**Tugas**
Tulis ulang sebagian berita tentang pemutaran film di pesantren, mulai dari bagian yang memuat "Santri Nonton Film" dan berhenti setelah "dari peradaban dunia.". Ganti "pelataran" dengan "halaman".

Senin 31 Oct 2016 13:00 WIB

Santri Nonton Film Santri

Suasana saat pemutaran film film dokumenter “Jalan Dakwah Pesantren”
Foto: CLC Purbalingga
Suasana saat pemutaran film film dokumenter “Jalan Dakwah Pesantren”

REPUBLIKA.CO.ID, PURBALINGGA -- “Saya merasa bangga menjadi santri setelah menonton film ini,” tegas Zaki Maftukhan santri Pondok Pesantren Salafiyah Desa Karangasem, Kecamatan Kertanegara, Purbalingga usai menonton film dokumenter “Jalan Dakwah Pesantren” sutradara Yuda Kurniawan Ahad malam, 30 Oktober 2016 di pelataran pesantren yang sudah berdiri sejak 1985.

 

Film berdurasi 37 menit itu berkisah sejarah panjang lembaga pendidikan berciri khas keagamaan yang lekat dengan lokalitas dan beragam tradisi serta budaya di Indonesia bernama pondok pesantren. Pesantren selalu berdialog dengan keadaan dan telah menjadi bagian dari peradaban dunia.

 

Sebelumnya, film yang diproduksi Kementerian Agama RI, Rekam Docs, dan 1926 ini telah diputar dan menjadi bahan diskusi keliling Pulau Jawa di puluhan pondok pesantren, kampus, dan kantong-kantong pergerakan seperti di Universitas Negeri Jakarta, Ponpes Cipasung Tasikmalaya, Ponpes Babakan Ciwaringin Cirebon, Ponpes Al-Azhar Muncar Banyuwangi, dan Stadion Maguwoharjo Yogyakarta.

**Baris Data**
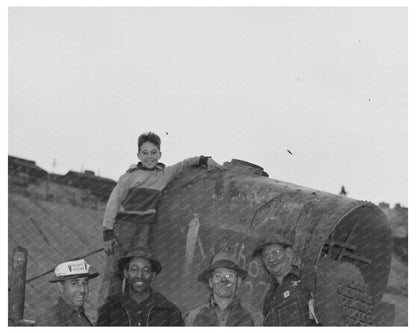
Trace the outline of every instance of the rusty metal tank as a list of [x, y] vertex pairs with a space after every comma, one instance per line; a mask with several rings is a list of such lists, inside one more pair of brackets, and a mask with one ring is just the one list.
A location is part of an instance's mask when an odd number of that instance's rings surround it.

**Penyelesaian Masalah**
Santri Nonton Film Santri

Suasana saat pemutaran film film dokumenter “Jalan Dakwah Pesantren”
Foto: CLC Purbalingga
Suasana saat pemutaran film film dokumenter “Jalan Dakwah Pesantren”

REPUBLIKA.CO.ID, PURBALINGGA -- “Saya merasa bangga menjadi santri setelah menonton film ini,” tegas Zaki Maftukhan santri Pondok Pesantren Salafiyah Desa Karangasem, Kecamatan Kertanegara, Purbalingga usai menonton film dokumenter “Jalan Dakwah Pesantren” sutradara Yuda Kurniawan Ahad malam, 30 Oktober 2016 di halaman pesantren yang sudah berdiri sejak 1985.

 

Film berdurasi 37 menit itu berkisah sejarah panjang lembaga pendidikan berciri khas keagamaan yang lekat dengan lokalitas dan beragam tradisi serta budaya di Indonesia bernama pondok pesantren. Pesantren selalu berdialog dengan keadaan dan telah menjadi bagian dari peradaban dunia.